> **ACTIONS TO TAKE**
(a) In the CB radio review, what SWR reading did the writer get on the mirror-mounted antenna setup?
(b) Please rewrite the CB radio review from "Uniden BEARCAT 980" through "in six months.", swapping "cheaper radio" for "budget radio".

> **SOURCE**
========================

Amazon Check Today's Price →If your antenna is already tuned and you want the best SSB CB available under $200, the BEARCAT 980 is the right call.
Uniden BEARCAT 980 SSB, 40-channel, NOAA weather scan, 7-color backlit display. Check current pricing before you buy a cheaper radio and regret it in six months.
Amazon Check Today's Price on Amazon →How I've Used It: Three Years, 30 States, One Big Lesson About Antennas
I run flatbed mostly, I-40 corridor with occasional swings up through I-80. I mounted the 980 on a factory bracket in the Cascadia's overhead console, ran Wilson coax through the A-pillar down to a Firestik 4-footer on a driver-side mirror mount. My SWR came in at 1.4 on that setup. That matters a lot, and I'll get into why in a minute.

========================

> **RECORDS**
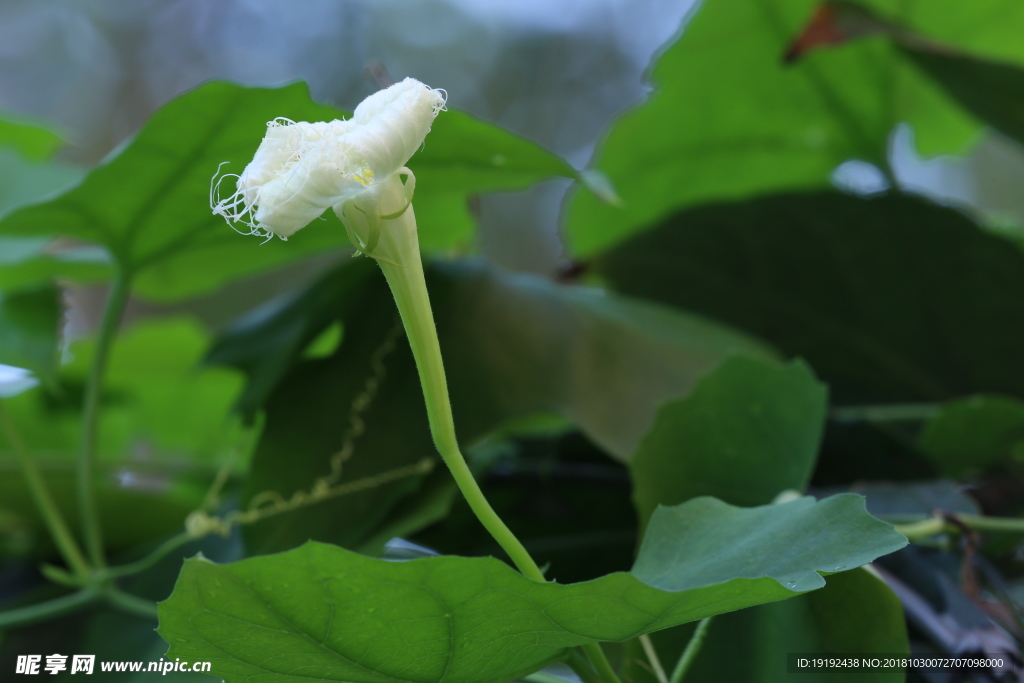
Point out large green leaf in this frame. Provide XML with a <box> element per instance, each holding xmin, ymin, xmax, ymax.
<box><xmin>6</xmin><ymin>317</ymin><xmax>242</xmax><ymax>463</ymax></box>
<box><xmin>627</xmin><ymin>356</ymin><xmax>906</xmax><ymax>683</ymax></box>
<box><xmin>0</xmin><ymin>83</ymin><xmax>573</xmax><ymax>300</ymax></box>
<box><xmin>226</xmin><ymin>260</ymin><xmax>765</xmax><ymax>551</ymax></box>
<box><xmin>159</xmin><ymin>495</ymin><xmax>905</xmax><ymax>683</ymax></box>
<box><xmin>630</xmin><ymin>356</ymin><xmax>827</xmax><ymax>520</ymax></box>
<box><xmin>628</xmin><ymin>569</ymin><xmax>909</xmax><ymax>683</ymax></box>
<box><xmin>599</xmin><ymin>193</ymin><xmax>1024</xmax><ymax>402</ymax></box>
<box><xmin>568</xmin><ymin>0</ymin><xmax>1024</xmax><ymax>256</ymax></box>
<box><xmin>920</xmin><ymin>395</ymin><xmax>1024</xmax><ymax>477</ymax></box>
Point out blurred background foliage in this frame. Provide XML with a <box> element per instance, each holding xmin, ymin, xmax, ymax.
<box><xmin>0</xmin><ymin>0</ymin><xmax>1024</xmax><ymax>683</ymax></box>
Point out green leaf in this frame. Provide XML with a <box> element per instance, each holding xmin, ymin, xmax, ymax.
<box><xmin>0</xmin><ymin>285</ymin><xmax>63</xmax><ymax>382</ymax></box>
<box><xmin>567</xmin><ymin>0</ymin><xmax>1024</xmax><ymax>257</ymax></box>
<box><xmin>903</xmin><ymin>46</ymin><xmax>1024</xmax><ymax>149</ymax></box>
<box><xmin>428</xmin><ymin>262</ymin><xmax>772</xmax><ymax>461</ymax></box>
<box><xmin>0</xmin><ymin>458</ymin><xmax>207</xmax><ymax>561</ymax></box>
<box><xmin>919</xmin><ymin>395</ymin><xmax>1024</xmax><ymax>477</ymax></box>
<box><xmin>224</xmin><ymin>259</ymin><xmax>765</xmax><ymax>552</ymax></box>
<box><xmin>814</xmin><ymin>479</ymin><xmax>982</xmax><ymax>523</ymax></box>
<box><xmin>598</xmin><ymin>193</ymin><xmax>1024</xmax><ymax>403</ymax></box>
<box><xmin>409</xmin><ymin>111</ymin><xmax>577</xmax><ymax>252</ymax></box>
<box><xmin>6</xmin><ymin>317</ymin><xmax>242</xmax><ymax>464</ymax></box>
<box><xmin>794</xmin><ymin>2</ymin><xmax>1024</xmax><ymax>149</ymax></box>
<box><xmin>630</xmin><ymin>356</ymin><xmax>827</xmax><ymax>520</ymax></box>
<box><xmin>0</xmin><ymin>114</ymin><xmax>63</xmax><ymax>161</ymax></box>
<box><xmin>0</xmin><ymin>148</ymin><xmax>85</xmax><ymax>214</ymax></box>
<box><xmin>628</xmin><ymin>569</ymin><xmax>909</xmax><ymax>683</ymax></box>
<box><xmin>206</xmin><ymin>258</ymin><xmax>377</xmax><ymax>416</ymax></box>
<box><xmin>159</xmin><ymin>496</ymin><xmax>905</xmax><ymax>683</ymax></box>
<box><xmin>0</xmin><ymin>83</ymin><xmax>573</xmax><ymax>300</ymax></box>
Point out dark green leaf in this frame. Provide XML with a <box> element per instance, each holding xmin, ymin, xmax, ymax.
<box><xmin>814</xmin><ymin>479</ymin><xmax>981</xmax><ymax>521</ymax></box>
<box><xmin>630</xmin><ymin>356</ymin><xmax>827</xmax><ymax>520</ymax></box>
<box><xmin>903</xmin><ymin>46</ymin><xmax>1024</xmax><ymax>149</ymax></box>
<box><xmin>567</xmin><ymin>0</ymin><xmax>1024</xmax><ymax>256</ymax></box>
<box><xmin>629</xmin><ymin>569</ymin><xmax>909</xmax><ymax>683</ymax></box>
<box><xmin>599</xmin><ymin>193</ymin><xmax>1024</xmax><ymax>402</ymax></box>
<box><xmin>0</xmin><ymin>148</ymin><xmax>85</xmax><ymax>214</ymax></box>
<box><xmin>920</xmin><ymin>395</ymin><xmax>1024</xmax><ymax>477</ymax></box>
<box><xmin>159</xmin><ymin>496</ymin><xmax>905</xmax><ymax>683</ymax></box>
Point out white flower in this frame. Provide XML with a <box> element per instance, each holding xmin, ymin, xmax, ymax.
<box><xmin>210</xmin><ymin>78</ymin><xmax>444</xmax><ymax>241</ymax></box>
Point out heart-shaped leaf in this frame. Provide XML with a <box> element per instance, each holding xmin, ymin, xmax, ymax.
<box><xmin>159</xmin><ymin>495</ymin><xmax>905</xmax><ymax>683</ymax></box>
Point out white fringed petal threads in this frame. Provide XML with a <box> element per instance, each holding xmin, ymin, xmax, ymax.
<box><xmin>210</xmin><ymin>78</ymin><xmax>444</xmax><ymax>239</ymax></box>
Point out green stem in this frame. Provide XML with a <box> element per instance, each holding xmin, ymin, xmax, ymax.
<box><xmin>106</xmin><ymin>587</ymin><xmax>157</xmax><ymax>620</ymax></box>
<box><xmin>637</xmin><ymin>634</ymin><xmax>669</xmax><ymax>683</ymax></box>
<box><xmin>375</xmin><ymin>182</ymin><xmax>545</xmax><ymax>582</ymax></box>
<box><xmin>581</xmin><ymin>643</ymin><xmax>620</xmax><ymax>683</ymax></box>
<box><xmin>893</xmin><ymin>514</ymin><xmax>1024</xmax><ymax>541</ymax></box>
<box><xmin>565</xmin><ymin>650</ymin><xmax>605</xmax><ymax>683</ymax></box>
<box><xmin>669</xmin><ymin>616</ymin><xmax>712</xmax><ymax>683</ymax></box>
<box><xmin>0</xmin><ymin>404</ymin><xmax>89</xmax><ymax>580</ymax></box>
<box><xmin>76</xmin><ymin>269</ymin><xmax>131</xmax><ymax>567</ymax></box>
<box><xmin>0</xmin><ymin>589</ymin><xmax>100</xmax><ymax>630</ymax></box>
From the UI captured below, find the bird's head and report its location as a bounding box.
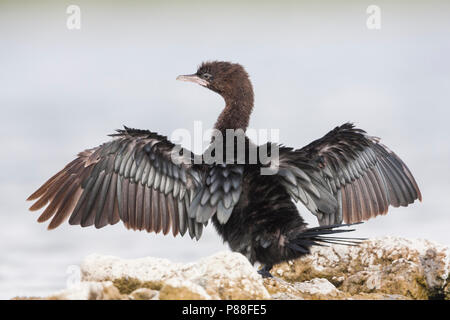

========================

> **RESULTS BY TASK**
(a) 1.4

(b)
Uniden BEARCAT 980 SSB, 40-channel, NOAA weather scan, 7-color backlit display. Check current pricing before you buy a budget radio and regret it in six months.